- _What to produce_: Reproduce every record below exactly as written, leaving out any pictures.

[Photo object pointing records]
----------------------------------------

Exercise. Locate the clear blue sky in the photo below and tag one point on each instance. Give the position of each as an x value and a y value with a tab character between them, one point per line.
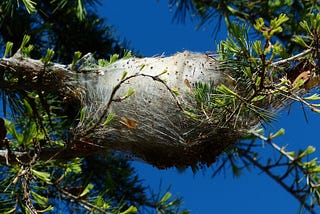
147	25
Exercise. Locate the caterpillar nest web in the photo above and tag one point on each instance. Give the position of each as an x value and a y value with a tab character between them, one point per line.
141	106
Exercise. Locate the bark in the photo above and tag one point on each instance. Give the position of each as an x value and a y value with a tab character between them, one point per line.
153	123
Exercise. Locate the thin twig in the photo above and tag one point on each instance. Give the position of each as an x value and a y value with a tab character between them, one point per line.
280	62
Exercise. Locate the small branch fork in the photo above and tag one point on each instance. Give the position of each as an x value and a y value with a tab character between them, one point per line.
294	171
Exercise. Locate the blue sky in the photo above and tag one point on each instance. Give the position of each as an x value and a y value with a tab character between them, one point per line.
148	26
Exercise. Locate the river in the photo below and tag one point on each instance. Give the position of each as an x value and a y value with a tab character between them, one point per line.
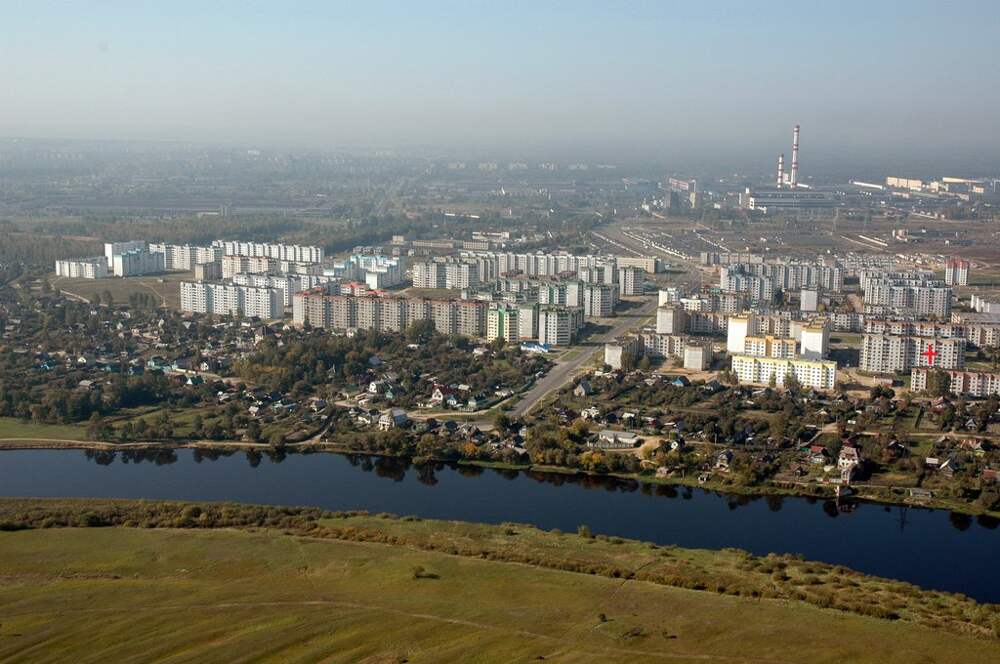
931	548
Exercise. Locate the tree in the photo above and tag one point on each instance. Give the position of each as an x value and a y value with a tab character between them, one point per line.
938	383
253	431
96	427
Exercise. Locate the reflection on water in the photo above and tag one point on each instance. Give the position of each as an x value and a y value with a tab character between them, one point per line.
396	469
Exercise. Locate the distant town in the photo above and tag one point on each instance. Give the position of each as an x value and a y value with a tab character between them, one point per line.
668	343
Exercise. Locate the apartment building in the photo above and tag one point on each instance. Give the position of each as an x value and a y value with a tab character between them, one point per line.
888	353
136	262
339	311
231	299
735	279
429	274
285	252
814	340
502	322
185	256
558	326
782	348
287	284
111	249
599	300
956	272
979	384
817	374
631	280
83	268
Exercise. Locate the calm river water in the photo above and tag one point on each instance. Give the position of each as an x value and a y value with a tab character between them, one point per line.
934	549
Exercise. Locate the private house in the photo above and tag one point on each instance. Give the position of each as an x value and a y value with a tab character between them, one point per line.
609	439
393	418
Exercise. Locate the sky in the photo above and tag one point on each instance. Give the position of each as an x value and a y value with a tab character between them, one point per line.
599	79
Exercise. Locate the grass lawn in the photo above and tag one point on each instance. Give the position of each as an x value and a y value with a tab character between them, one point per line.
122	594
166	287
14	428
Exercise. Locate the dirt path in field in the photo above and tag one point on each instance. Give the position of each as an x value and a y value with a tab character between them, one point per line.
569	643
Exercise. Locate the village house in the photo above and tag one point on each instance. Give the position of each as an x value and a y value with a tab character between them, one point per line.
393	418
609	439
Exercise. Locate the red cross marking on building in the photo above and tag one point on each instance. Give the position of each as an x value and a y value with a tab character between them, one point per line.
930	354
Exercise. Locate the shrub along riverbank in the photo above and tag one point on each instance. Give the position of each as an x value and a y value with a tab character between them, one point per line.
728	572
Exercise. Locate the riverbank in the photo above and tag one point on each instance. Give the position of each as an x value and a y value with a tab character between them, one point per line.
191	579
891	496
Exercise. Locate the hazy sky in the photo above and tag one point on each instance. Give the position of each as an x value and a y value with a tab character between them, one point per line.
872	77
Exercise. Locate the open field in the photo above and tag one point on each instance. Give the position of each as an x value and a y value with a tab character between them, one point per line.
14	428
166	287
170	594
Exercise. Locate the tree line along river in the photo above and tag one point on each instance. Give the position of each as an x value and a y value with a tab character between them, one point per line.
931	548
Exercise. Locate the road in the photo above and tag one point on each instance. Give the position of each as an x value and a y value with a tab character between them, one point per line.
565	371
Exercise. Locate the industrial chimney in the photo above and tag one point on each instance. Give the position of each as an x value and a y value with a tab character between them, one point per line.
793	182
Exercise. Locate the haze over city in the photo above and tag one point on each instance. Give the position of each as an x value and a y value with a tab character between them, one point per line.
719	82
563	331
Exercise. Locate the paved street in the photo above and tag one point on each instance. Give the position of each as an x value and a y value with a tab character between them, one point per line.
564	371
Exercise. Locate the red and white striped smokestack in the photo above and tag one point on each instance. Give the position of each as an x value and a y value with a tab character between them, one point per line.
795	158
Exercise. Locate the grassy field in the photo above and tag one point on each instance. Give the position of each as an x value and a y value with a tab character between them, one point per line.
166	287
14	428
176	595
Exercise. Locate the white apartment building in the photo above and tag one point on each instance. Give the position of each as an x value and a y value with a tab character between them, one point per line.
817	374
557	326
956	272
136	262
460	275
599	300
231	299
287	284
671	320
185	256
527	321
739	328
502	322
429	274
83	268
113	248
977	384
781	348
285	252
631	280
670	295
889	353
814	341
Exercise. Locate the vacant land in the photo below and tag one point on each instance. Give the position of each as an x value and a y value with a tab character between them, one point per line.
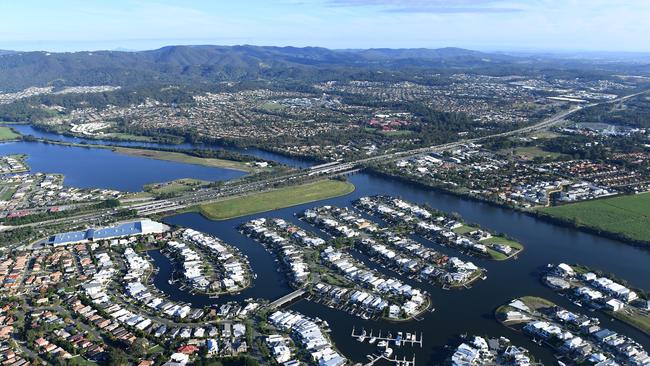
185	158
626	216
7	133
530	152
273	200
175	187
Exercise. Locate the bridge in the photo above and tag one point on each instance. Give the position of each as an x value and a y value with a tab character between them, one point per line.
287	298
232	189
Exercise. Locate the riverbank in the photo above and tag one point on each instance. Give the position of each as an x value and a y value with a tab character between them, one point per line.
185	158
641	242
8	134
275	199
622	217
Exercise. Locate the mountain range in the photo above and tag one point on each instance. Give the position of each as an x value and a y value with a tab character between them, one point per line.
206	63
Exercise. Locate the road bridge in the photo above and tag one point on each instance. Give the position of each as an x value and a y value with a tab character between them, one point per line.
287	298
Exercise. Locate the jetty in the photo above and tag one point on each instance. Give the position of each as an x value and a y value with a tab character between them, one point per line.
410	339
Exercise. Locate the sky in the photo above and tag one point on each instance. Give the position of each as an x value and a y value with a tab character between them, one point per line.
488	25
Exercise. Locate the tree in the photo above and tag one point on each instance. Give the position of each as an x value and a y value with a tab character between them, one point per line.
117	357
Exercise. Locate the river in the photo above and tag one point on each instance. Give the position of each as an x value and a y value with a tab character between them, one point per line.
457	312
262	154
460	311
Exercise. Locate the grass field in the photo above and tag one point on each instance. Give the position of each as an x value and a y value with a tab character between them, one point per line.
175	187
627	216
185	158
530	152
273	200
7	133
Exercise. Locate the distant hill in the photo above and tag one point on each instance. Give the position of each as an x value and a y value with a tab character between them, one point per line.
201	64
215	63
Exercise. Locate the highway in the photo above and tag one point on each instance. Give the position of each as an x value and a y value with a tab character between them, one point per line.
234	189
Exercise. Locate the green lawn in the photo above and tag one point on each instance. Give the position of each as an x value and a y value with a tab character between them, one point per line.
7	133
174	187
531	152
273	200
627	216
184	158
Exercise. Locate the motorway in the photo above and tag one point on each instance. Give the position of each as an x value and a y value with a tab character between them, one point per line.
235	188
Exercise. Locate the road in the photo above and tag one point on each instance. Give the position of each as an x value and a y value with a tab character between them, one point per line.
234	189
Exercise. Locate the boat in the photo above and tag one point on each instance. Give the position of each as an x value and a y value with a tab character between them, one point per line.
398	340
388	352
578	303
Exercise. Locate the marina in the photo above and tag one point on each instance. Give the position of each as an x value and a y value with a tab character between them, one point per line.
457	312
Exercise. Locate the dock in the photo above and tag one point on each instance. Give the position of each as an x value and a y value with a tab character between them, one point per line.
403	362
413	340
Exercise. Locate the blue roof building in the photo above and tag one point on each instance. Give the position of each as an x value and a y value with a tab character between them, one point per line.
126	229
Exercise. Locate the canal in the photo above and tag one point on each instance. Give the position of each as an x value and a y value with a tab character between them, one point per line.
468	311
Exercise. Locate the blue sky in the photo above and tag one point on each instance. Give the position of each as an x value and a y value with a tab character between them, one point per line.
553	25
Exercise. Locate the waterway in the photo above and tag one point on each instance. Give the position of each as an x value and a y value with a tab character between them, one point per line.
262	154
468	311
104	168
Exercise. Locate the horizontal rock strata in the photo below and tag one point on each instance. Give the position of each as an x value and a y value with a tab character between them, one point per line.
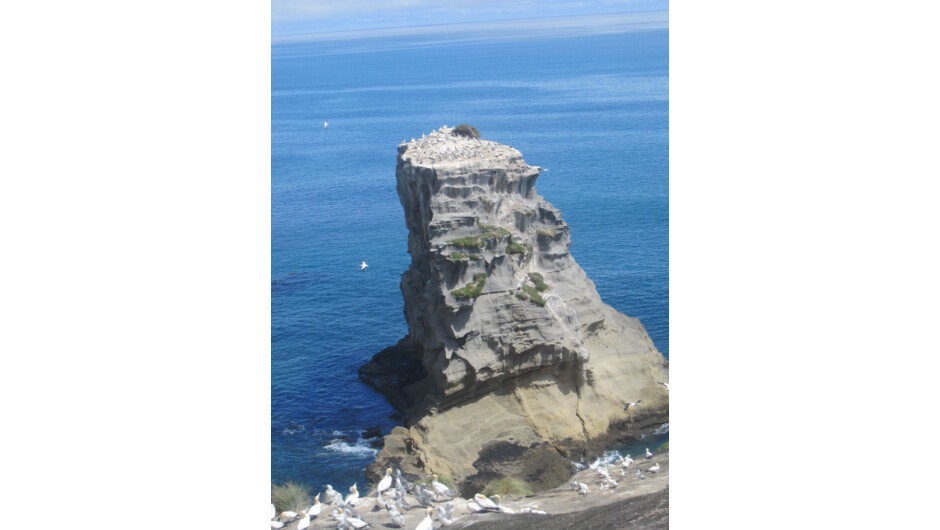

----------------------------------------

- _Completed exercise_:
Exercise. Locate the clear blue sky in the photo below and tag one point on each instance. Give the position of each as an x value and a y value with a tab character between them, one point per line.
147	25
Exercise. Locate the caterpillar nest web in the photo above and tag one point on each instance. Give the position of each as an x value and a y value with a tab character between them, one point per line.
141	106
Exercise. Locate the bark in the photo above and tag one point on each instance. Give the position of each as an x value and a y value with a tab character between them, one point per line.
153	123
Exercise. Locate the thin twig in the photo above and tag one point on each instance. Give the position of each as an x value and a y value with a tab character between them, one point per line.
280	62
Exercise. Locate the small branch fork in the photo above and tag one point on each instance. Give the position of each as an x value and a y value with a tab character between them, one point per line.
294	171
Exercise. Locate the blue sky in the photo above and tag one point on each instance. Give the position of each as an x value and a y value with a tab character between them, one point per line.
148	26
Exercise. Locate the river in the photo below and tag one point on each instance. Give the position of each as an x value and a y value with a tab character between them, one point per line.
931	548
Exercise. Locate the tree in the photo above and tag one point on each instance. Give the position of each as an x value and a y value with a tab character between them, one point per line.
938	383
253	431
96	427
Exercise. Locate the reflection on water in the photo above and tag one point on each instance. Give the position of each as an x value and a y value with a tab character between them, one point per line.
396	469
Exercise. Locate the distant town in the photo above and tag one point on each instance. Give the position of each as an x value and a y value with a tab character between them, one point per line.
668	343
Exercise. Locate the apartment building in the photo above and tag one point on each instance. Give the position of each as an x value and a y value with a tab character between them, one point per line.
888	353
136	262
339	311
231	299
735	279
429	274
285	252
814	340
502	322
185	256
558	326
782	348
287	284
111	249
599	300
956	272
979	384
817	374
631	280
83	268
Exercise. Locate the calm river water in the photo above and tag one point on each instance. Give the position of each as an x value and a y value with a tab character between them, one point per line.
934	549
Exercise. Locate the private house in the photo above and tag one point on each instance. Give the position of each as an x value and a y value with a tab character between them, one point per line.
609	439
393	418
Exercise. Locate the sky in the photo above and tag one point on each instance. Give the position of each as an x value and a y value with a tab character between them, one point per line.
599	79
Exercise. Locate the grass lawn in the photo above and tag one point on each instance. Give the position of each as an x value and a y value with a tab character between them, one point per line.
122	594
166	287
14	428
Exercise. Locate the dirt path in field in the photo above and tag one point on each instance. Give the position of each as an x value and a y value with a tab character between them, one point per line.
569	643
Exercise. Locate the village house in the photo above and tag one point on each instance. Give the position of each as an x value and a y value with a tab character between them, one point per line.
393	418
609	439
Exercise. Locate the red cross marking on building in the photo above and tag one point on each instance. Give the position of each as an x value and a y value with a tab character between them, one point per line.
930	354
Exercise. Locate the shrub along riverbank in the photo above and tag one point on each instance. Give the position of each as an x value and a y value with a tab character between them, one point per line.
728	572
Exercise. Locate the riverbank in the photo above and tag one point on each instance. Give the position of each as an x value and a y value with a tab character between them, one point per line.
191	579
891	496
Exercise. Locate the hazy sky in the photo above and tag one point on each instance. Give the position of each as an x value and a y value with a tab character between them, one point per line.
872	77
Exercise. Locate the open field in the photo above and tag one point on each instance. Give the position of each as an x value and a y value with a tab character between them, one point per line.
14	428
166	287
170	594
Exercise. Locate the tree line along river in the photo above and tag one point on each instance. Give the position of each as an x value and a y value with a tab character between them, one point per line.
931	548
Exercise. Locate the road in the photo above and tag one point on each instance. Give the position of each as an x value and a y value with a tab character between them, one point per line.
565	371
Exercise. Locate the industrial chimney in the photo above and tag one point on each instance. Give the position of each as an x value and a y value with a tab character between them, one point per line.
793	182
Exercise. Locate the haze over city in the photo above and tag one point on each instance. Give the position of each as an x value and a y value with a tab character between them, one point per line.
719	82
563	331
Exercise. Locate the paved street in the photo above and tag one point on each instance. Give the position of each as an x value and a y value with a tab character between them, one point per line.
564	371
Exercise. Locate the red and white striped smokestack in the photo above and tag one point on each instance. Give the position of each as an x value and a y value with a tab character between them, one point per line.
795	158
Exercise. Locate the grassy field in the photo above and tag one point on each instance. Give the position of each as an x value and a y value with a tab character between them, one point per line.
166	287
14	428
176	595
Exercise. Locate the white apartment building in the photo above and tag one point on each instance. Give the position of each as an x value and a y value with a tab character between them, one point per line.
817	374
557	326
956	272
136	262
460	275
599	300
231	299
287	284
671	320
185	256
527	321
739	328
502	322
429	274
83	268
113	248
977	384
781	348
285	252
631	280
670	295
889	353
814	341
Exercise. Locate the vacant land in the photo below and tag one point on each instance. Give the position of each as an x value and a y value with a tab character between them, one point per line.
185	158
626	216
7	133
530	152
273	200
175	187
Exercise. Locate the bridge in the photo above and tag one point on each instance. Give the position of each as an x value and a y value with a tab character between them, one point per line.
287	298
232	189
Exercise. Locate the riverbank in the photo above and tag one point on each instance. Give the position of each as an x value and a y value with a tab character between them, one point per line.
185	158
641	242
8	134
275	199
622	217
Exercise. Locate the mountain range in the photo above and tag one point on each instance. Give the position of each as an x value and a y value with a tab character between them, one point per line.
206	63
Exercise. Locate the road bridge in the photo above and tag one point on each instance. Give the position of each as an x value and a y value with a tab character between them, one point per line.
287	298
Exercise. Locate the jetty in the photo above and tag one point on each instance. Give the position of each as an x value and a y value with a tab character between them, one point per line.
410	339
Exercise. Locate the sky in the photo above and tag one point on each instance. Give the position of each as an x value and a y value with a tab character between them, one point per line.
488	25
Exercise. Locate the tree in the photo above and tag one point on each instance. Give the position of each as an x value and a y value with a tab character between them, one point per line.
117	357
Exercise. Locate the river in the photo above and tag one point on each instance. Give the position of each as an x value and a y value with a tab character between them, one point per line.
457	312
262	154
460	311
Exercise. Locate the grass field in the photo above and tag one point on each instance. Give the position of each as an x value and a y value with a tab character between them, one point per line.
175	187
627	216
185	158
530	152
273	200
7	133
Exercise. Locate the distant hill in the photo above and tag one point on each instance. Give the position of each as an x value and a y value with a tab character between them, one point per line.
201	64
215	63
Exercise. Locate the highway in the photo above and tag one point on each instance. Give the position of each as an x value and a y value with a tab character between them, one point per line.
234	189
Exercise. Locate the green lawn in the photo above and tag one point on each instance. Give the position of each as an x value and a y value with a tab character between them, one point per line.
7	133
174	187
531	152
273	200
627	216
184	158
Exercise. Locate the motorway in the photo above and tag one point on each instance. Give the position of each as an x value and a y value with a tab character between them, one point per line.
235	188
Exercise. Locate the road in the photo above and tag one point on each instance. Give the position of each as an x value and a y value with a tab character between them, one point per line.
234	189
Exercise. Locate the boat in the photo above and tag one point on each instance. Give the position of each as an x value and a y value with a tab character between them, one point per line.
398	340
388	352
578	303
Exercise. Locate the marina in the photo above and tag one point on each instance. Give the position of each as an x value and a y value with a tab character between them, one point per line.
457	312
Exercise. Locate the dock in the photo above and tag one point on each instance. Give the position of each as an x value and a y value with a tab character between them, one point per line.
403	362
413	340
Exercise. Locate the blue roof building in the photo above and tag one point on each instance. Give the position of each as an x value and a y value with a tab character between them, one point per line.
126	229
Exercise. Locate the canal in the photo above and tag one point on each instance. Give the position of each as an x value and a y value with a tab character between them, one point per line.
468	311
Exercise. Locate the blue sky in the photo above and tag one point on each instance. Give the position of each as an x value and a y value with a tab character between them, one point per line.
553	25
Exercise. Locate the waterway in the photo above and tag one point on each instance. Give the position of each as an x value and a y value with a tab character between them, one point per line.
262	154
468	311
104	168
Exercise. Locate the horizontal rock strata in the photo below and tag one point on each instance. Give the position of each as an x value and a y value with a tab character between them, one point per line.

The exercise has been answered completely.